*Task prompt:* Would you reproduce the whole listing exactly, minus its images?

____

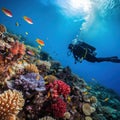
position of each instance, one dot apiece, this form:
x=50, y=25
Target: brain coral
x=10, y=104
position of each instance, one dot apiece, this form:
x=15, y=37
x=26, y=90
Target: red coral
x=58, y=108
x=58, y=88
x=63, y=88
x=15, y=48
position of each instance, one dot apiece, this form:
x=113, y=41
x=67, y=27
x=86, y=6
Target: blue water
x=57, y=22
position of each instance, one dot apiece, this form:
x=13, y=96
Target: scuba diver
x=83, y=51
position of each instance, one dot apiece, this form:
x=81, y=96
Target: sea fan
x=11, y=102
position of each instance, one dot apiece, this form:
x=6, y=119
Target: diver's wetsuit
x=82, y=50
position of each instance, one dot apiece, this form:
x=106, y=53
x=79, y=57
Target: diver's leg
x=110, y=59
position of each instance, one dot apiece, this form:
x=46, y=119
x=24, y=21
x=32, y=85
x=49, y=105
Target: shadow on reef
x=33, y=86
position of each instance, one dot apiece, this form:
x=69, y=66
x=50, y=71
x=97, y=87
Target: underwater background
x=39, y=80
x=58, y=22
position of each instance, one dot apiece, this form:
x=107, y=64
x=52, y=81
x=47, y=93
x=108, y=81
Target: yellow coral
x=31, y=68
x=11, y=102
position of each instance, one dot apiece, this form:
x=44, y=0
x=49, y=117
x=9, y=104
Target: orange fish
x=7, y=12
x=30, y=52
x=41, y=42
x=28, y=20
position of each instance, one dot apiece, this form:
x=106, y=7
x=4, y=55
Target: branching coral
x=58, y=88
x=58, y=108
x=30, y=82
x=50, y=78
x=31, y=68
x=11, y=102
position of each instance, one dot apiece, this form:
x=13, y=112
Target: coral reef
x=2, y=28
x=50, y=78
x=30, y=82
x=11, y=102
x=50, y=90
x=32, y=68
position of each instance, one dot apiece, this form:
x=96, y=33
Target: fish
x=27, y=19
x=17, y=24
x=39, y=47
x=26, y=33
x=106, y=99
x=7, y=12
x=30, y=52
x=41, y=42
x=88, y=87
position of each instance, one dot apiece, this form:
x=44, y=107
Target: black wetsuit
x=82, y=50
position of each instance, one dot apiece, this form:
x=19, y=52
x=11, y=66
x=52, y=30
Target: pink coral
x=17, y=48
x=21, y=49
x=58, y=108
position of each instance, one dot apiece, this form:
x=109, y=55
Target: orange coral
x=50, y=78
x=31, y=68
x=11, y=102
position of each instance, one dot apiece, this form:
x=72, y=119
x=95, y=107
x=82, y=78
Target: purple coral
x=30, y=82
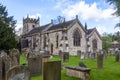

____

*Final answer:*
position of each instance, one dot apiece, this form:
x=50, y=25
Target: brain coral
x=10, y=104
position of each instance, one dot apiece, this form:
x=15, y=37
x=26, y=90
Target: red coral
x=58, y=108
x=58, y=88
x=63, y=88
x=15, y=48
position of each instance, one dot apiece, this form:
x=113, y=41
x=67, y=27
x=86, y=6
Target: blue water
x=57, y=22
position of each instance, one dot apiece, this form:
x=13, y=96
Target: scuba diver
x=83, y=51
position of each instance, one dot apiece, this form:
x=81, y=96
Target: sea fan
x=11, y=102
position of each instance, one dot apiece, this form:
x=6, y=119
Target: diver's wetsuit
x=82, y=50
position of each instance, one dot apiece, this form:
x=106, y=53
x=79, y=57
Target: diver's leg
x=110, y=59
position of each instance, one dot apiece, this form:
x=46, y=119
x=24, y=21
x=32, y=85
x=49, y=105
Target: shadow on reef
x=33, y=86
position of each instance, one dot apiece, this form:
x=69, y=66
x=50, y=71
x=97, y=87
Target: underwater background
x=39, y=80
x=58, y=22
position of each instance, one dot apiece, this form:
x=107, y=64
x=52, y=81
x=47, y=93
x=108, y=81
Target: yellow coral
x=31, y=68
x=11, y=102
position of each instance, one dot apiece, this form:
x=44, y=0
x=49, y=117
x=9, y=104
Target: orange fish
x=7, y=12
x=30, y=52
x=41, y=42
x=28, y=20
position of each instance, one dot apiece, this form:
x=106, y=7
x=4, y=55
Target: branching coral
x=58, y=88
x=58, y=108
x=30, y=82
x=50, y=78
x=31, y=68
x=11, y=102
position of each instance, one dot apiece, this form:
x=13, y=112
Target: coral reef
x=2, y=28
x=50, y=78
x=30, y=82
x=11, y=102
x=50, y=90
x=32, y=68
position of each instance, one dot apiece, this form:
x=96, y=33
Target: fish
x=27, y=19
x=17, y=24
x=39, y=47
x=26, y=33
x=106, y=99
x=7, y=12
x=30, y=52
x=41, y=42
x=88, y=87
position of each instance, one dot apiece, this form:
x=44, y=107
Target: black wetsuit
x=82, y=50
position of each instance, one dot apiece, this form:
x=19, y=52
x=11, y=66
x=52, y=30
Target: pink coral
x=17, y=48
x=21, y=49
x=58, y=108
position of each instance, one dot apiece, this form:
x=109, y=55
Target: orange coral
x=50, y=78
x=31, y=68
x=11, y=102
position of each instance, one dot apiece, this form:
x=72, y=119
x=95, y=107
x=82, y=78
Target: purple coral
x=30, y=82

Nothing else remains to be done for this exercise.